### TASK GOAL
In your reply, restate all of the records below word for word.

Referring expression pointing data
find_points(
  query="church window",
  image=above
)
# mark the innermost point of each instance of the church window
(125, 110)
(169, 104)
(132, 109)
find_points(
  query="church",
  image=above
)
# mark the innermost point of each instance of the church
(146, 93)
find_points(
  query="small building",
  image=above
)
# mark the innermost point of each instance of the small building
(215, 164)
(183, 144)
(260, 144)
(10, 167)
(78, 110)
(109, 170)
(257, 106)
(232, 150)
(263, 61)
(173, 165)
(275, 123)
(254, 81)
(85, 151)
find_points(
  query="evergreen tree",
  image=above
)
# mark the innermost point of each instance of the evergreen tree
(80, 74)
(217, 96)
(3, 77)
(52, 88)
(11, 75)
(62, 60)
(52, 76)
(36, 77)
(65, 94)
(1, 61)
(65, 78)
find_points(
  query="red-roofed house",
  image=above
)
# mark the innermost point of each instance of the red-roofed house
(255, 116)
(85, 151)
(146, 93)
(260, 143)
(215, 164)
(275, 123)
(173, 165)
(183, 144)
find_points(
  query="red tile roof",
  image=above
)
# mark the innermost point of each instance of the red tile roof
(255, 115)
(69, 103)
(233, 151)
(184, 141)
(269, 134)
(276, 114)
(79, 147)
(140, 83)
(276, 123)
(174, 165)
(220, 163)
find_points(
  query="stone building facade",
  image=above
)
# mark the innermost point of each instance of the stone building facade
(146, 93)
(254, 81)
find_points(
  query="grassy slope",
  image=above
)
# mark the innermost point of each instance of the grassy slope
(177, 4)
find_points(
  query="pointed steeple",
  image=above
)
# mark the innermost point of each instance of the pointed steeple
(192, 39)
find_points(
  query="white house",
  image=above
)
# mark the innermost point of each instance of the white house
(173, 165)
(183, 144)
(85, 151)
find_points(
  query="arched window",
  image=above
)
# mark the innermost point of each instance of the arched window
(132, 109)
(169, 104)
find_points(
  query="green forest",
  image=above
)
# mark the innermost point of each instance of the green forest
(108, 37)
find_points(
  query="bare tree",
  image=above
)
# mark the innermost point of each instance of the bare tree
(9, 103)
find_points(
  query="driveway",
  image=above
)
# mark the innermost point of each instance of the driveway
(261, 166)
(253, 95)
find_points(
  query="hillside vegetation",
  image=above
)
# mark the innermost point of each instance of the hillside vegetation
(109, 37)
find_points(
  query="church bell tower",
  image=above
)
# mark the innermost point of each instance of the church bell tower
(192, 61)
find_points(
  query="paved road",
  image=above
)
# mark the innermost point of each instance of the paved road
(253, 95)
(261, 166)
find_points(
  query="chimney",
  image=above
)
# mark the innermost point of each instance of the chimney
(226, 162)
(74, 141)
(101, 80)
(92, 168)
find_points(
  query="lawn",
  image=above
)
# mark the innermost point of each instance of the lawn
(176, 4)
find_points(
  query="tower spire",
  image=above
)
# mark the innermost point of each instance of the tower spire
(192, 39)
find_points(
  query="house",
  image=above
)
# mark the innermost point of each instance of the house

### RESPONSE TO THIS EXERCISE
find_points(
  query="church window",
  image=above
)
# mark the innermost point of each instance of the church window
(125, 110)
(169, 104)
(132, 109)
find_points(
  query="church",
  image=above
)
# mark the innermost point of each instance of the church
(146, 93)
find_points(
  query="small building",
  image=above
)
# mark the innermost point of each instance of the small building
(215, 164)
(183, 144)
(260, 144)
(10, 167)
(78, 110)
(109, 170)
(257, 106)
(232, 150)
(263, 61)
(173, 165)
(275, 123)
(254, 81)
(85, 151)
find_points(
  query="evergreen tree",
  image=above
)
# mark the innermost point of each instance of the evergreen tree
(80, 74)
(217, 96)
(3, 77)
(52, 88)
(11, 75)
(62, 60)
(52, 76)
(36, 77)
(65, 94)
(1, 61)
(65, 78)
find_points(
  query="red-roofed house",
  image=above
)
# mark the innermost point of each instance of the red-roofed house
(255, 116)
(85, 151)
(146, 93)
(260, 143)
(215, 164)
(275, 123)
(173, 165)
(183, 144)
find_points(
  query="red tile roof",
  image=above
)
# mark the innermost point of each instance of the red tile roof
(255, 115)
(69, 103)
(233, 151)
(184, 141)
(269, 134)
(276, 114)
(79, 147)
(140, 83)
(276, 123)
(174, 165)
(220, 163)
find_points(
  query="stone building facade",
  image=above
)
# mark the innermost point of each instance of the stone building facade
(146, 93)
(254, 81)
find_points(
  query="grassy slope",
  image=above
)
# mark the innermost point of each instance of the grassy slope
(177, 4)
find_points(
  query="pointed steeple",
  image=above
)
# mark the innermost point of each instance of the pointed steeple
(192, 39)
find_points(
  query="white house",
  image=above
)
# mark the innermost point of each instance of the white house
(173, 165)
(183, 144)
(85, 151)
find_points(
  query="arched window",
  image=above
)
# mark the innermost point of each instance of the arched window
(132, 109)
(169, 104)
find_points(
  query="green forest",
  image=above
)
# mark the innermost point of each instance of the green forest
(108, 37)
find_points(
  query="bare tree",
  image=above
)
# mark the innermost point of each instance of the bare tree
(9, 103)
find_points(
  query="driveway",
  image=above
)
# mark the innermost point of each instance of the driveway
(261, 166)
(253, 95)
find_points(
  query="hillside vegetation",
  image=above
)
# mark the innermost point of each instance of the hillside vegetation
(109, 37)
find_points(
  query="church bell tower",
  image=above
)
# mark the innermost point of each instance of the church bell tower
(192, 61)
find_points(
  query="paved road",
  image=above
)
# mark the innermost point of each instance of the paved road
(253, 95)
(261, 166)
find_points(
  query="chimney",
  image=above
)
# mark the innermost point of each instance of the chimney
(226, 162)
(74, 141)
(101, 80)
(92, 168)
find_points(
  query="lawn",
  image=above
)
# mark the innermost point of each instance of the lawn
(176, 4)
find_points(
  query="tower spire",
  image=above
)
# mark the innermost point of each instance of the tower spire
(192, 39)
find_points(
  query="house",
  image=above
)
# mark the innermost point of each instance of the house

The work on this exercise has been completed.